--- REQUIREMENTS ---
Emit the line that holds "of the hairy" and all lines following it through the end of the data, verbatim, and nothing else.

--- RECORDS PROVIDED ---
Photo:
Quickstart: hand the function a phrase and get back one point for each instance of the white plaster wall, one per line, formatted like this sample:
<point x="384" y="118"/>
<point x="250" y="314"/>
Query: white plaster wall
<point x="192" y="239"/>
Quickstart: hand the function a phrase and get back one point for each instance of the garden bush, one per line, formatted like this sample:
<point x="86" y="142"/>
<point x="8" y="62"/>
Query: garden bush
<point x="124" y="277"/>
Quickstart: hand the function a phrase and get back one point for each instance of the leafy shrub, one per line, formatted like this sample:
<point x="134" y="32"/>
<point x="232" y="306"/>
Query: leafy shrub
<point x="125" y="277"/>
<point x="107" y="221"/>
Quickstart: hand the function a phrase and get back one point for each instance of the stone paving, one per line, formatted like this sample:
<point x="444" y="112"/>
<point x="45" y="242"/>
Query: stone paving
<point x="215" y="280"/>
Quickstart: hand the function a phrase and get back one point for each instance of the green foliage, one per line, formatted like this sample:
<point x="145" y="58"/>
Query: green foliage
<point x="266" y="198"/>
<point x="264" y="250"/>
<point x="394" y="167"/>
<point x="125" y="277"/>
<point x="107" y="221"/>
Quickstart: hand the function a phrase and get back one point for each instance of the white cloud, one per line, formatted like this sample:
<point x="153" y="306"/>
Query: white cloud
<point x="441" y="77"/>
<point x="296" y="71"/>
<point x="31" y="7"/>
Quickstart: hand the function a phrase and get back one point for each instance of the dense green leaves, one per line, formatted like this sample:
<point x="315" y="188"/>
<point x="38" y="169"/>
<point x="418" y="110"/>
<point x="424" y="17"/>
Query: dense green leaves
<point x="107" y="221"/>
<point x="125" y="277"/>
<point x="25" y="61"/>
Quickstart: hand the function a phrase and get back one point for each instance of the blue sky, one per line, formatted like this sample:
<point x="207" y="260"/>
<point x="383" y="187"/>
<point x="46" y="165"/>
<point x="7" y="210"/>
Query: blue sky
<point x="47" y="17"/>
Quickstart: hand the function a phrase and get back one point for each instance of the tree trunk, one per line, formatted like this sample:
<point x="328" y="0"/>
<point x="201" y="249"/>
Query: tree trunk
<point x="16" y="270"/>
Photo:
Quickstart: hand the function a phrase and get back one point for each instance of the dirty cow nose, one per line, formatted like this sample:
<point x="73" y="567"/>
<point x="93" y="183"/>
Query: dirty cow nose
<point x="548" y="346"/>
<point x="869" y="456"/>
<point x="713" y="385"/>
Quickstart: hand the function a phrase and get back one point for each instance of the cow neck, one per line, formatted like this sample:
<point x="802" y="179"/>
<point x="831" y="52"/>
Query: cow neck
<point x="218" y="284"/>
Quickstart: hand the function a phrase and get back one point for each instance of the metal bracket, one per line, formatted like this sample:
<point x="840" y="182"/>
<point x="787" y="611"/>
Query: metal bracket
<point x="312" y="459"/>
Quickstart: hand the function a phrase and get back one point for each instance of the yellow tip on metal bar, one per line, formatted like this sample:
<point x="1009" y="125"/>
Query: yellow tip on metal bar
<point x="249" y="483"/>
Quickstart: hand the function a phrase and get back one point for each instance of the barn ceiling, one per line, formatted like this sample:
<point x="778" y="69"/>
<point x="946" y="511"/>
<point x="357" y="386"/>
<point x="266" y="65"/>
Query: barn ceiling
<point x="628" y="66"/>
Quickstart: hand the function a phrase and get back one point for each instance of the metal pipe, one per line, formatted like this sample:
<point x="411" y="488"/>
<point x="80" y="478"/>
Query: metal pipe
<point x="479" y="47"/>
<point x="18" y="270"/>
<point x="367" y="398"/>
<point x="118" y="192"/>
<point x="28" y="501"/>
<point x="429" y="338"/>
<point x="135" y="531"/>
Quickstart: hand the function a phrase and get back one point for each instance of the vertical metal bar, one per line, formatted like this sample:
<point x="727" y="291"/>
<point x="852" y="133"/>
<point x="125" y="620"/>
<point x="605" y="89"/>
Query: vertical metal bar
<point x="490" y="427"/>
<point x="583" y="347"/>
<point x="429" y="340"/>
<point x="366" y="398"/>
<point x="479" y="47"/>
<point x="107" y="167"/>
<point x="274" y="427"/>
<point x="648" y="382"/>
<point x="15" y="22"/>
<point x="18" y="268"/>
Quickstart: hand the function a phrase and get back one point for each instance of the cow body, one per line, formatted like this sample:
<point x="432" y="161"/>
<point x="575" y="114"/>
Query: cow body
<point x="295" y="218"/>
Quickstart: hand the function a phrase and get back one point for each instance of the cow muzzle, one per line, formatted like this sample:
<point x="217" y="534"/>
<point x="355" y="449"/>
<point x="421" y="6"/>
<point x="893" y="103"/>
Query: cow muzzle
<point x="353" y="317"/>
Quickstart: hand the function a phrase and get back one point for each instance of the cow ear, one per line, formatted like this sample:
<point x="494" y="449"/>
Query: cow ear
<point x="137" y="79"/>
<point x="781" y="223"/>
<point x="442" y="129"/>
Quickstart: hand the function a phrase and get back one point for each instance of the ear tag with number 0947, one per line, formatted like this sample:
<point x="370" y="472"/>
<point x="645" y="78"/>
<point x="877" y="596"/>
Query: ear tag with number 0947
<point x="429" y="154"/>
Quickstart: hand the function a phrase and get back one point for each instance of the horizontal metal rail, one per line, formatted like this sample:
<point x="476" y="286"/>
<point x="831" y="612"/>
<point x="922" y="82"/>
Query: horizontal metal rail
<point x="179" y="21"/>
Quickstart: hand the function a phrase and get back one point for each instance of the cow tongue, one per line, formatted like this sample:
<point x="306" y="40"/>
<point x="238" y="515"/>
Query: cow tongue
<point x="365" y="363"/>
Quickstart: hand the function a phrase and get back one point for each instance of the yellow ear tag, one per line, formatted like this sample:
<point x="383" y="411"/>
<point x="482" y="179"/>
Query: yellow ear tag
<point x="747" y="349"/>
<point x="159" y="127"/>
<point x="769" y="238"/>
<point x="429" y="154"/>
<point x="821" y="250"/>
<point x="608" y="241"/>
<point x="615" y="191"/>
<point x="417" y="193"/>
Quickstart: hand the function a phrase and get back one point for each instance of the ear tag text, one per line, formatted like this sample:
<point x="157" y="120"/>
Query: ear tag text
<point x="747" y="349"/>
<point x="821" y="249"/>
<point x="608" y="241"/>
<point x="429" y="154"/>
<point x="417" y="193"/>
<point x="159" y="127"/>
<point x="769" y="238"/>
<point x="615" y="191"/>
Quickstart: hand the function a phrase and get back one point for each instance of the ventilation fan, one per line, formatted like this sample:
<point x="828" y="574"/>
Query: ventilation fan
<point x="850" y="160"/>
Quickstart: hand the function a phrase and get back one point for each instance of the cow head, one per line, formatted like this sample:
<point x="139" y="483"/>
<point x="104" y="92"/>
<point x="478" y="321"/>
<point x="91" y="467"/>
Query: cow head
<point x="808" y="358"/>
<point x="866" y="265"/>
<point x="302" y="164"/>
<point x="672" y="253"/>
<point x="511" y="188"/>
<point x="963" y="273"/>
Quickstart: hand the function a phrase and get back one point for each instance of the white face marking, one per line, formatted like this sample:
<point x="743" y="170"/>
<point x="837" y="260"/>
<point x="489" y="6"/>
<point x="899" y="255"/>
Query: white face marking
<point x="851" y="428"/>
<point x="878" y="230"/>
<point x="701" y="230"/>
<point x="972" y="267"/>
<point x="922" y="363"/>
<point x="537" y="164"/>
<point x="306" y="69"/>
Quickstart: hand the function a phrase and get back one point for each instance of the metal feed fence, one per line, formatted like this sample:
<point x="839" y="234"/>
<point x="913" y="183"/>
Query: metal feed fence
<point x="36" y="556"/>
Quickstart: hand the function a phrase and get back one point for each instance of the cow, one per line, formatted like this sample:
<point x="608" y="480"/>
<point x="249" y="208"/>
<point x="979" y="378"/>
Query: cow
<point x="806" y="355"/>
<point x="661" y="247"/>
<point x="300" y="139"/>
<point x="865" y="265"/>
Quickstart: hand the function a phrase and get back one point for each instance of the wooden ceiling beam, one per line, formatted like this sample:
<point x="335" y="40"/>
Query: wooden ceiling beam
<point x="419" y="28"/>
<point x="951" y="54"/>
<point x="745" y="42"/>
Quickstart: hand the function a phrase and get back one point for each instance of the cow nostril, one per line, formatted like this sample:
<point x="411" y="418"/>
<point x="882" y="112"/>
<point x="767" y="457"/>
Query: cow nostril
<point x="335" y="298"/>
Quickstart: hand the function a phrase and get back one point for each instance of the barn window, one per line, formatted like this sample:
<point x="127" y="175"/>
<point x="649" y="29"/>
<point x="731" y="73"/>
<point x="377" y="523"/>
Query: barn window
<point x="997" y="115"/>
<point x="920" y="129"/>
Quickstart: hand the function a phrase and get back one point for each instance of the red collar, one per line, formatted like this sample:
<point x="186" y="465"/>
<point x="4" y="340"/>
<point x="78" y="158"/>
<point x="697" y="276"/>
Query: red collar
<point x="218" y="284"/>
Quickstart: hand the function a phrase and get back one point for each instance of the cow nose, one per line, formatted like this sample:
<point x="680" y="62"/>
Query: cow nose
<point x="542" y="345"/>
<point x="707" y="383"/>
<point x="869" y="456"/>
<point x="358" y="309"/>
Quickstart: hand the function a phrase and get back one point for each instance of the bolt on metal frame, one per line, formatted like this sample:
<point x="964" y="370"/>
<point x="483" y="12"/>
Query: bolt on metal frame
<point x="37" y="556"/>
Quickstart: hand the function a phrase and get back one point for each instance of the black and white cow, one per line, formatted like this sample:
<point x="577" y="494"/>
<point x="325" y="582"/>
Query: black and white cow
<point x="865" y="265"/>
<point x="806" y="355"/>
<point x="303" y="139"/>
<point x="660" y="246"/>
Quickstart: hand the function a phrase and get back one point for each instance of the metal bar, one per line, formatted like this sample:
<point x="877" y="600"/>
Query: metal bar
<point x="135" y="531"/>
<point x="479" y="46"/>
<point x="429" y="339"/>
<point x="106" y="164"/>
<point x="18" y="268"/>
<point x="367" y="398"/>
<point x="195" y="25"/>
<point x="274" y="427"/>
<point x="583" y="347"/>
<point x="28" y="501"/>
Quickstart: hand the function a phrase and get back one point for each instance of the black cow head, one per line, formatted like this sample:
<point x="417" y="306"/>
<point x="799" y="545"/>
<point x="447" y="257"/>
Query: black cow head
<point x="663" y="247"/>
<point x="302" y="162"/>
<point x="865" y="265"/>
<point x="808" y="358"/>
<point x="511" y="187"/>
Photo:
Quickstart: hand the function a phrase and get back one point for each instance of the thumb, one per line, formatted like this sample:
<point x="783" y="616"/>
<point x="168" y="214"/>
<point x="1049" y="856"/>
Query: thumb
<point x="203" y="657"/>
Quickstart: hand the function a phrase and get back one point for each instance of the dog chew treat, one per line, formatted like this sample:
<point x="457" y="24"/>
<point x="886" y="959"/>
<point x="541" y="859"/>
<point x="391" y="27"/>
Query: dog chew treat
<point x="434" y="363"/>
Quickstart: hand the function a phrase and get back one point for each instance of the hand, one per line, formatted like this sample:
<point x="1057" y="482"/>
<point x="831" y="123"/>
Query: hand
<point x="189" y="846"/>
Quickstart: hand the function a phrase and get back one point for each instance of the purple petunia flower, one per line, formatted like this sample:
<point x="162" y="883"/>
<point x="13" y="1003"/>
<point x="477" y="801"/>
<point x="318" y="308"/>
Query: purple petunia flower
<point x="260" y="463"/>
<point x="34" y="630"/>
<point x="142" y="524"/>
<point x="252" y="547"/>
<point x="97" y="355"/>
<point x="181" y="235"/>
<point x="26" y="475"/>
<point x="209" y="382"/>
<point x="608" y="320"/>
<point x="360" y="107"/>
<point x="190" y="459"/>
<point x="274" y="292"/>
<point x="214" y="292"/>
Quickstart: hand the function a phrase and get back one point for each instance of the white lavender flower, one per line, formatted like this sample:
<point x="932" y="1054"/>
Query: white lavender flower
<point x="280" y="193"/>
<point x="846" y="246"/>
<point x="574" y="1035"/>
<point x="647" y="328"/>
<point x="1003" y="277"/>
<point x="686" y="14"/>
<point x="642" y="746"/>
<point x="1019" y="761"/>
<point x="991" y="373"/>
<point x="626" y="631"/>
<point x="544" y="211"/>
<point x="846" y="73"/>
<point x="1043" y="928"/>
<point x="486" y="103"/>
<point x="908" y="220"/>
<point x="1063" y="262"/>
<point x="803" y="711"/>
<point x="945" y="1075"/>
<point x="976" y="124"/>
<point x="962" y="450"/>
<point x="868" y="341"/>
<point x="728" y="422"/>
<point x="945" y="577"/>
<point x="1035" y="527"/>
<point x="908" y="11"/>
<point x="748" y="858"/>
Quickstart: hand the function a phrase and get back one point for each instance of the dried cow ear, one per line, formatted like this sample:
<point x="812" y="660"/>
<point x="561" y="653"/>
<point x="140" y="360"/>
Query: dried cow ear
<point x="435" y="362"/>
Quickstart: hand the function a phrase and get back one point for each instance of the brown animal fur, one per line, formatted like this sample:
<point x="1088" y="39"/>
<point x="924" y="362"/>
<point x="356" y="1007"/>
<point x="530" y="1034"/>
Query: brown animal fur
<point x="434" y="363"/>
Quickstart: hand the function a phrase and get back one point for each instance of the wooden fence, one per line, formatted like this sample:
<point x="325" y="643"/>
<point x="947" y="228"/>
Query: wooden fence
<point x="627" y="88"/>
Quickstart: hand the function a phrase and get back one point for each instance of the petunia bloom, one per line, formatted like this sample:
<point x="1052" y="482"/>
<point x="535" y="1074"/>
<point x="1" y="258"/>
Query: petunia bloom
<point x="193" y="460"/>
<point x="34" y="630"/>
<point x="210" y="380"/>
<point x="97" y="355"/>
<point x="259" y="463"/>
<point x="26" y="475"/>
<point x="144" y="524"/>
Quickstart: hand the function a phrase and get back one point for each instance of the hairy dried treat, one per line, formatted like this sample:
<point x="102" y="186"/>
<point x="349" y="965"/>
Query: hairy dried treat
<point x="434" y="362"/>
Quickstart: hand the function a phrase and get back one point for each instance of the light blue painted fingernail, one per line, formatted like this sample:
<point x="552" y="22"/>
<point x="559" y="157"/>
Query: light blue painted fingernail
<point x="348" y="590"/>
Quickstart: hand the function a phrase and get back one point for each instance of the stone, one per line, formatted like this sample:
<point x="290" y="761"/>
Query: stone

--- THE COMPLETED TASK ---
Quickstart: hand the function a phrase and get back one point for each instance of the hairy dried treat, one per line, formatted like this sample:
<point x="102" y="186"/>
<point x="349" y="965"/>
Query: hairy dried treat
<point x="434" y="362"/>
Quickstart: hand the function a phrase and get back one point for each instance of the light blue painted fingernail, one per line, formatted like this sample:
<point x="552" y="22"/>
<point x="559" y="157"/>
Query: light blue painted fingernail
<point x="348" y="590"/>
Quickstart: hand the function a phrase and get back one point for each instance of the stone, one per line, formatted like this sample:
<point x="290" y="761"/>
Query: stone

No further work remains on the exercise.